■ **WRITTEN INSTRUCTION**
Copy each of the following lines word for word.

■ **DATA SUPPLIED**
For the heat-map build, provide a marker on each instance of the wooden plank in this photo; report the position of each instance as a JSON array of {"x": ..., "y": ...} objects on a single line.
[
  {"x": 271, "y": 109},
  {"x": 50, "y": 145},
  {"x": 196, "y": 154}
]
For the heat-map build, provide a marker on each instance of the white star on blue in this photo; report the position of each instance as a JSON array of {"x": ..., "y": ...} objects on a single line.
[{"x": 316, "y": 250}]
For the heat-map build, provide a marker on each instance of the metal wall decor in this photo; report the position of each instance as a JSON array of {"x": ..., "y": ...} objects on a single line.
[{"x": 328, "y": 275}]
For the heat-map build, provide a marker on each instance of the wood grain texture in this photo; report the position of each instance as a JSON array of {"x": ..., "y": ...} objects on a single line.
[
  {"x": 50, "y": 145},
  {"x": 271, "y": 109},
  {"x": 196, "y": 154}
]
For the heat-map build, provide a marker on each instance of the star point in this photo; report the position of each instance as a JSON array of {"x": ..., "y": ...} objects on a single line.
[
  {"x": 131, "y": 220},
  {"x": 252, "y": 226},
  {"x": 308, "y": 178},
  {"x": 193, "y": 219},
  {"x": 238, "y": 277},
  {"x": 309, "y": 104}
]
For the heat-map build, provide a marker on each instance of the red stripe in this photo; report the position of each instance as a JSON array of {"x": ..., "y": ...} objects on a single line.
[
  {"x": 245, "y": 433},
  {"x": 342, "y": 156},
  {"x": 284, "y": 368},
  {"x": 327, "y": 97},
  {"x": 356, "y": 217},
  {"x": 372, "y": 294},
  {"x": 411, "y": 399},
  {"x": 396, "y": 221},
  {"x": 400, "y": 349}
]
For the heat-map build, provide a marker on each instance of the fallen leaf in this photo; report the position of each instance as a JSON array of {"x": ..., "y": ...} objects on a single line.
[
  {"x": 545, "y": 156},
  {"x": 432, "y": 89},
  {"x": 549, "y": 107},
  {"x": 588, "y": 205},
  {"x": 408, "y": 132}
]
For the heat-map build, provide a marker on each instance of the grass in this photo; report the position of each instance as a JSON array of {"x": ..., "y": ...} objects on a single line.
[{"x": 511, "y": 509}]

■ **PROBLEM SOLUTION**
For the heat-map build, provide a marker on each instance of the wooden plank in this photo; report the position of each instance as a JSON array of {"x": ..., "y": ...} objects on a single line.
[
  {"x": 271, "y": 109},
  {"x": 50, "y": 145},
  {"x": 196, "y": 154}
]
For the heat-map build, provide a marker on each instance of the white star on blue in this photo; report the position of each instance as a JSON array of {"x": ..., "y": ...} objects on a single line.
[{"x": 316, "y": 250}]
For the heat-map build, provide a marker on each instance of the metal wall decor in this photo; report the position of each instance as a JSON array of {"x": ..., "y": ...} objects on a single line.
[{"x": 328, "y": 275}]
For the heat-map build, provide a marker on each instance of the wood grain texture in this photo; report the position of each instance as a JSON array of {"x": ..., "y": ...} objects on a single line.
[
  {"x": 50, "y": 145},
  {"x": 271, "y": 109},
  {"x": 196, "y": 154}
]
For the heat-map build, provide a marker on each instance of the star point in this photo; report the position of each instance as a JSON array of {"x": ..., "y": ...} objects on a single line.
[
  {"x": 131, "y": 220},
  {"x": 252, "y": 226},
  {"x": 308, "y": 178},
  {"x": 193, "y": 219},
  {"x": 238, "y": 277},
  {"x": 309, "y": 104}
]
For the heat-map build, provide a marker on each instance of the red stripe in this photo; report the position of each instance as a JSON array of {"x": ..., "y": ...} objects on a single line.
[
  {"x": 245, "y": 433},
  {"x": 342, "y": 156},
  {"x": 284, "y": 368},
  {"x": 327, "y": 97},
  {"x": 356, "y": 217},
  {"x": 372, "y": 294},
  {"x": 411, "y": 399},
  {"x": 396, "y": 221},
  {"x": 400, "y": 349}
]
For the heat-map build, provide a marker on each instance of the fallen leaf in this photo; report the position of each instance as a JSON array of {"x": ..., "y": ...} objects on a single line.
[
  {"x": 545, "y": 156},
  {"x": 432, "y": 89},
  {"x": 549, "y": 107},
  {"x": 588, "y": 205},
  {"x": 408, "y": 132}
]
For the heat-map build, provide a marker on each instance of the grass in this photo; report the position of each instance as a JSON array of {"x": ..., "y": ...} objects on a single line.
[{"x": 511, "y": 509}]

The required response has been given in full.